== Work required ==
Copy every line below that contains the string "knit". Case counts, so match capital and lowercase letters exactly.

== Exercise input ==
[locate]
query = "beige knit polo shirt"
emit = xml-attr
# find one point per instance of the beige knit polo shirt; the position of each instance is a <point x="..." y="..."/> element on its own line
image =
---
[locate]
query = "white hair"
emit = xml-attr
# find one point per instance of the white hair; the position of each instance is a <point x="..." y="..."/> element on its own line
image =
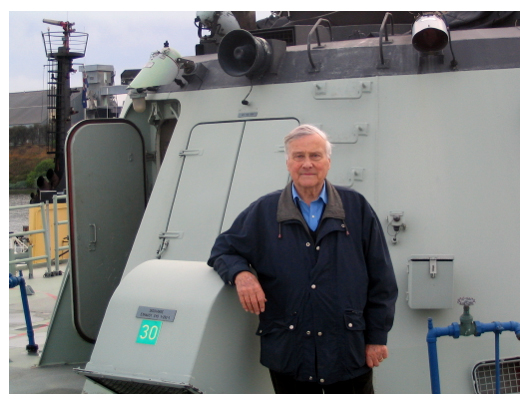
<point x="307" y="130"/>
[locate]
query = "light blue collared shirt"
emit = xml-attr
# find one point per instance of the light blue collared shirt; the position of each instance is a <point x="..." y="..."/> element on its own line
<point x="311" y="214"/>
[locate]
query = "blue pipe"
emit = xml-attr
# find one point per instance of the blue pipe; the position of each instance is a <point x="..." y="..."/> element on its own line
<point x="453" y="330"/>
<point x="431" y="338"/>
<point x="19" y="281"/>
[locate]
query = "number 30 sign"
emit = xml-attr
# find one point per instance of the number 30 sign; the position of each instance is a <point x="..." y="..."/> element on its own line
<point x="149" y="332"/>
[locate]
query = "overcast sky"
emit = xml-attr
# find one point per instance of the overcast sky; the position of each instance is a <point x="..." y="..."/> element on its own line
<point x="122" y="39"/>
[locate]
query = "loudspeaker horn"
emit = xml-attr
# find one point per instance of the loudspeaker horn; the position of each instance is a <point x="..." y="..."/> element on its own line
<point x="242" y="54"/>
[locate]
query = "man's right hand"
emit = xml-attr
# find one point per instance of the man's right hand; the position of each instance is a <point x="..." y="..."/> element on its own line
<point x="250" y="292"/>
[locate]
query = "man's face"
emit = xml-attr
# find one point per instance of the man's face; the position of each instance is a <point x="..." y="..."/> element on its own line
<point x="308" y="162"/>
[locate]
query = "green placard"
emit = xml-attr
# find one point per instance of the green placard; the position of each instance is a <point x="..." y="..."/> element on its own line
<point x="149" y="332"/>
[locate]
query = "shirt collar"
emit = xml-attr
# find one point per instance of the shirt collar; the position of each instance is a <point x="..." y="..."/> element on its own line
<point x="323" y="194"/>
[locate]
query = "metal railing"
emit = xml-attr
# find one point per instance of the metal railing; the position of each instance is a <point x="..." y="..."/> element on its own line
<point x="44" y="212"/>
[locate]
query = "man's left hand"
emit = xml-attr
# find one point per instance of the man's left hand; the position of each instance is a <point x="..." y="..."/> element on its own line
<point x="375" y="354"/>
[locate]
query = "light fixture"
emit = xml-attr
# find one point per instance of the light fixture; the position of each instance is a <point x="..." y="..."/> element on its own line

== The solution ==
query = "beige knit polo shirt"
# find one point per instance of the beige knit polo shirt; the position of each instance is a <point x="..." y="..."/> element on its own line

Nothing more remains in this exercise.